Task instructions | Carry over every line from the first one through the line with "[324,139,354,178]", both ends included, adding -44 to each bounding box coordinate in the answers. Leave the pictures out.
--- BEGIN Data extract ---
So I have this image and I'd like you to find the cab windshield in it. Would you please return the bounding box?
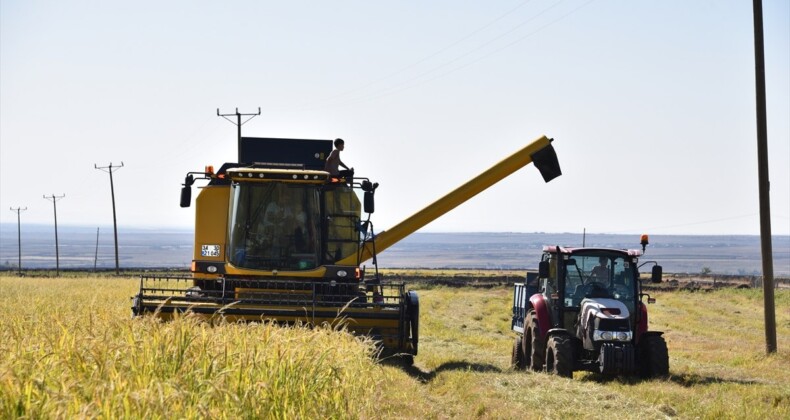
[227,183,321,270]
[564,254,636,311]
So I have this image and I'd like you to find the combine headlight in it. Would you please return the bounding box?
[593,330,631,341]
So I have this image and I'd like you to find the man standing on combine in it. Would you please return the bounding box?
[324,139,354,178]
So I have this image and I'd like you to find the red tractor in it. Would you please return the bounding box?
[512,235,669,378]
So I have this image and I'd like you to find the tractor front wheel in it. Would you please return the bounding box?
[546,335,573,378]
[510,337,527,370]
[522,311,546,372]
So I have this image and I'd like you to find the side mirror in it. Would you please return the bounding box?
[650,265,664,283]
[181,174,195,207]
[363,191,376,213]
[181,185,192,208]
[538,261,549,278]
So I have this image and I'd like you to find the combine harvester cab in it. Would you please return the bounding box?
[512,235,669,377]
[132,137,560,362]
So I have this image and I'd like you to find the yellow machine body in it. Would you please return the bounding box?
[132,137,560,358]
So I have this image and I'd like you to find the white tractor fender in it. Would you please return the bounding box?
[580,298,630,331]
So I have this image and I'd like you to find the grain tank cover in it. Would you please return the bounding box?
[239,137,332,171]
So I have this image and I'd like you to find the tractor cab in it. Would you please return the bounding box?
[539,246,641,330]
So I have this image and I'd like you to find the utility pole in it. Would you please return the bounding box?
[752,0,776,353]
[93,162,123,276]
[11,207,27,275]
[44,194,66,277]
[217,107,261,163]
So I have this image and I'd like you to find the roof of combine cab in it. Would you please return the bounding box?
[239,137,332,170]
[209,137,332,185]
[543,245,642,257]
[226,167,329,184]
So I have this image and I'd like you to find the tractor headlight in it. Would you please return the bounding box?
[593,330,632,341]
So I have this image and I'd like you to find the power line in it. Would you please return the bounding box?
[44,194,66,277]
[290,0,540,110]
[93,161,123,276]
[294,0,595,110]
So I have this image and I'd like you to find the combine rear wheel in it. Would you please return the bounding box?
[510,337,527,370]
[522,311,546,372]
[639,334,669,378]
[546,335,573,378]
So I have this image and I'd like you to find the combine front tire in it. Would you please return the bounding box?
[546,335,573,378]
[639,334,669,378]
[510,337,527,370]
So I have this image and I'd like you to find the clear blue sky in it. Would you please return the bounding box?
[0,0,790,235]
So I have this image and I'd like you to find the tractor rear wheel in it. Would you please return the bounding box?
[546,335,573,378]
[522,311,546,372]
[510,337,527,370]
[639,334,669,378]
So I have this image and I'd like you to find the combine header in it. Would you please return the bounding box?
[132,137,561,362]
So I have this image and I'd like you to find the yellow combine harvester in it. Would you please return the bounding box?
[132,137,561,360]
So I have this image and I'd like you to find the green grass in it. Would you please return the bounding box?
[0,276,790,419]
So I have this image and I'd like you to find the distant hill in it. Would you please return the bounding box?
[0,224,790,276]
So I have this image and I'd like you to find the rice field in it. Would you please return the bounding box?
[0,274,790,419]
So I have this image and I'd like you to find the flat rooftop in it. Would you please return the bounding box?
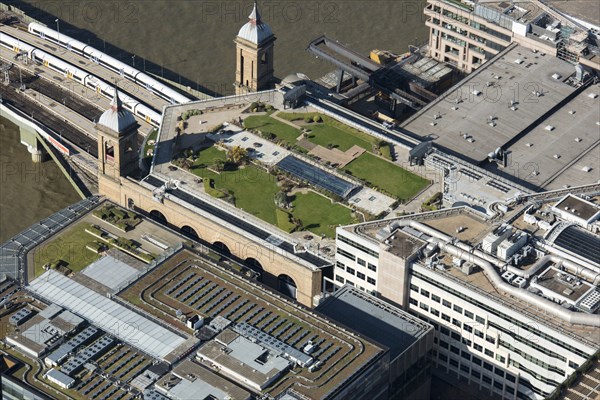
[501,84,600,190]
[554,194,600,221]
[402,45,576,164]
[536,267,592,303]
[545,0,600,26]
[156,359,251,400]
[316,285,433,360]
[119,250,384,398]
[198,329,292,390]
[422,253,598,348]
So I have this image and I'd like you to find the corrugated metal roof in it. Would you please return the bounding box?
[29,270,185,359]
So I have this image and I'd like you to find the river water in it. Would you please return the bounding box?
[0,117,81,243]
[0,0,427,241]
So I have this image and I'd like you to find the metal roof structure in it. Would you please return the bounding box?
[316,285,433,360]
[28,270,185,359]
[238,2,273,45]
[277,156,358,198]
[98,88,137,133]
[554,225,600,265]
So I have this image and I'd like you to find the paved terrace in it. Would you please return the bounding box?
[147,90,331,268]
[402,46,576,164]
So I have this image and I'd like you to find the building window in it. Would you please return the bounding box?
[337,247,356,261]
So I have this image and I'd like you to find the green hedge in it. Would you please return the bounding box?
[204,179,227,199]
[275,208,296,233]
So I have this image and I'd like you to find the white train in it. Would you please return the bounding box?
[0,32,162,127]
[28,22,191,104]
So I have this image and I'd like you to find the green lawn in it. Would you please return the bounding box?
[277,113,377,151]
[194,146,227,167]
[34,222,100,276]
[192,163,279,225]
[244,115,300,145]
[292,192,356,238]
[345,153,429,200]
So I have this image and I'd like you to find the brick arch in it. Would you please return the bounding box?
[179,225,201,240]
[148,209,169,224]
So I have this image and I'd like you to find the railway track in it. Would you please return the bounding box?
[0,83,98,158]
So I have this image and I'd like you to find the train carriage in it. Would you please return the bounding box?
[28,22,191,104]
[0,32,162,127]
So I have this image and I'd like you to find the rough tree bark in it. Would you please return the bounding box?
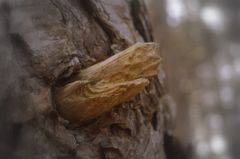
[0,0,174,159]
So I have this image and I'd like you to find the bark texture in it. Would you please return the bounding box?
[0,0,174,159]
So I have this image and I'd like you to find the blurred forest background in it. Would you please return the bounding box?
[145,0,240,159]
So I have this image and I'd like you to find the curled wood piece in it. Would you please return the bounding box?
[55,43,160,123]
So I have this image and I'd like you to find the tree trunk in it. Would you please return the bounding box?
[0,0,174,159]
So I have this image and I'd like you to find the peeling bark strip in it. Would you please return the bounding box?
[55,43,160,123]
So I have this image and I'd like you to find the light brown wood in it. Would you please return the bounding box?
[55,43,160,123]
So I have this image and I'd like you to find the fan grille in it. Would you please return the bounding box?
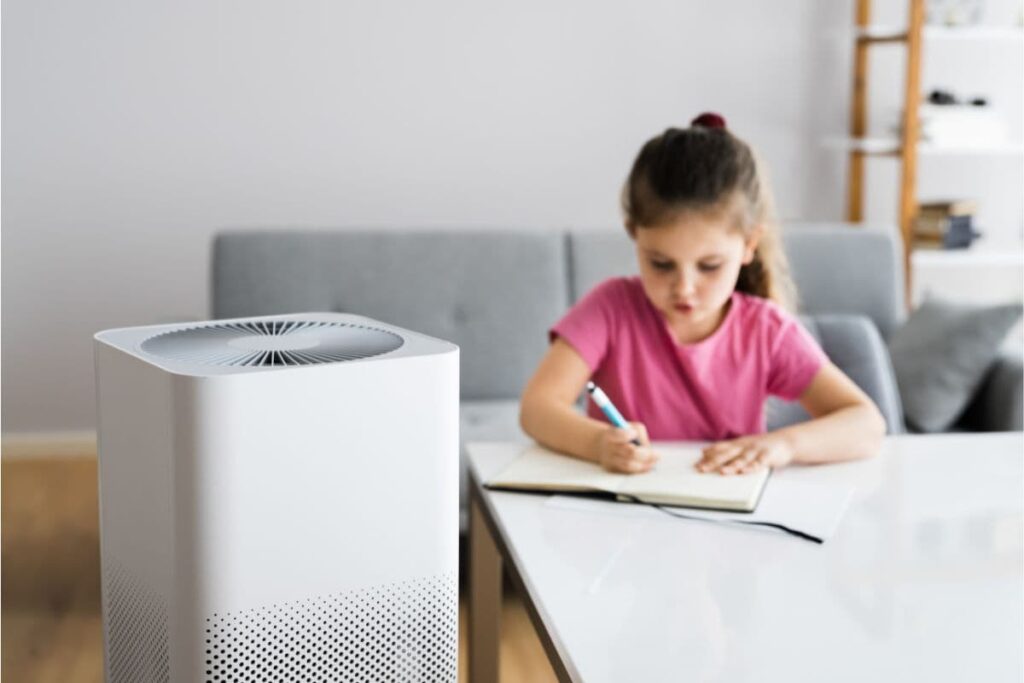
[141,319,402,368]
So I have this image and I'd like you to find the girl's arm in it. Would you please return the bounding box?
[697,362,886,474]
[519,338,656,472]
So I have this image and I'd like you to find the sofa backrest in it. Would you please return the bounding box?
[568,223,904,338]
[212,229,569,399]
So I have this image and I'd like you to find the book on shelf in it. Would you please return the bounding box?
[918,200,978,217]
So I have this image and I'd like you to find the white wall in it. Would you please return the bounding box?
[2,0,1015,433]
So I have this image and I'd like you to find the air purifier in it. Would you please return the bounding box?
[95,313,459,683]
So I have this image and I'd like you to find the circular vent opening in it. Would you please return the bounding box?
[142,321,402,368]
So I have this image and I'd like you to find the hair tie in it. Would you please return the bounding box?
[690,112,725,130]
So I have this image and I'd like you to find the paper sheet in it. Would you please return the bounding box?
[547,472,854,542]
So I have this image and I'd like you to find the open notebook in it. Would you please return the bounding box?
[486,442,770,512]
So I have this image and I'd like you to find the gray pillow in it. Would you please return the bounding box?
[889,299,1021,432]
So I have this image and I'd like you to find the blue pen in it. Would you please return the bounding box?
[587,382,642,445]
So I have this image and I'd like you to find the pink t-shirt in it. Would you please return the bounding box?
[550,278,827,440]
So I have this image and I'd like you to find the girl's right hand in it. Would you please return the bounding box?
[597,422,658,474]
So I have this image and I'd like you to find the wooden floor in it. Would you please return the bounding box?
[0,458,555,683]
--- END Data extract ---
Response to the task |
So I have this image and I'd like you to find the cab windshield in it. Would you please return the bounding box?
[183,139,277,226]
[520,210,592,267]
So I have this image and I'd like you to find the combine headlight in it. Would you please return the bounding box?
[549,286,587,297]
So I have this image and I'd like you to find the man standing on combine in it. Would you please return the bounding box?
[280,95,310,134]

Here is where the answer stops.